● **PROVIDED PASSAGE**
▼▼▼

Viruses need host cells, and viral pathogens have many different ways to infect those hosts. Scientists have revealed a rapid movement made by a small molecule called a glycoprotein on the surface of HIV, which happens while the virus is entering human cells. This detail, in which the viral glycoprotein pops open within milliseconds, could improve the design of vaccines that prevent HIV. It may be possible, for example, to create an antibody that stops the glycoprotein from popping open. The discovery has been reported in Science Advances.
Scientists have been investigating this glycoprotein for years because it is essential for the virus to bind to a receptor called CD4 on the cells it infects, T cells. The glycoprotein is found on the viral envelope, the majority of which is made up of moving proteins that can evade the immune system.
Researchers have long been trying to stabilize the structure, without success. But this new research can explain why it's confounded investigators. “It’s not that they did something wrong; it's just that we didn't know it moves this way,” said senior study author Rory Henderson, an associate professor of medicine at the Duke Human Vaccine Institute (DHVI).

▲▲▲

Stored items:
▼▼▼

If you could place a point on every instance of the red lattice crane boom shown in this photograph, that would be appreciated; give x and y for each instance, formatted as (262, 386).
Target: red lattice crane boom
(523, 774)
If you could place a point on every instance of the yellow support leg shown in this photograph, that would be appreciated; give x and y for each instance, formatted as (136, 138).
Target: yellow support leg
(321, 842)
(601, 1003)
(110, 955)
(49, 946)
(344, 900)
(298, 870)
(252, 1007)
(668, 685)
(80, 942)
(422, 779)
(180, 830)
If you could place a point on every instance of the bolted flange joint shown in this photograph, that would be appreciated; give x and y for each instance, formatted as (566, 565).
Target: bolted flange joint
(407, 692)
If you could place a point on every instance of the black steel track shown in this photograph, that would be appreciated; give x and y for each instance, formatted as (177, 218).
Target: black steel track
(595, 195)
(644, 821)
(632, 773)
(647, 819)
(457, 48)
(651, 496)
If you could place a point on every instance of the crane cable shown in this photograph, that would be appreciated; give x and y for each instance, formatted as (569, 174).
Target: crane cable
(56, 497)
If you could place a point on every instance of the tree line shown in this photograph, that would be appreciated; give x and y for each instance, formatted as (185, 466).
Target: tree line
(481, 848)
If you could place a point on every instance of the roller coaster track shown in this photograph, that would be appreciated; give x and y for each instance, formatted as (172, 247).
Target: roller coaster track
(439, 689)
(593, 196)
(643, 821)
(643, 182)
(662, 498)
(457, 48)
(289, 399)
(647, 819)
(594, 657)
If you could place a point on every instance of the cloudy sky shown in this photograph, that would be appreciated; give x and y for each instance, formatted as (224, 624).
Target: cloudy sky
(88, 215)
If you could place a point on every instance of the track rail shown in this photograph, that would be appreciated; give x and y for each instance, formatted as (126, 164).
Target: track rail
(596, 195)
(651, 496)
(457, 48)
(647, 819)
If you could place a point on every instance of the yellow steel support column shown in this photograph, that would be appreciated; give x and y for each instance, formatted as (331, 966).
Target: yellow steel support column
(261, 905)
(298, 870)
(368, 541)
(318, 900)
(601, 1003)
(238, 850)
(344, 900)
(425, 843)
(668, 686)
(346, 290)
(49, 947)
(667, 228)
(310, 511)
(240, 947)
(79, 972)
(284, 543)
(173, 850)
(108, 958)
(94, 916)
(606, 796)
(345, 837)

▲▲▲

● **TASK TO CARRY OUT**
List every abbreviation of two or more capital letters that appears in the HIV glycoprotein article.

● **ANSWER BELOW**
HIV, CD4, DHVI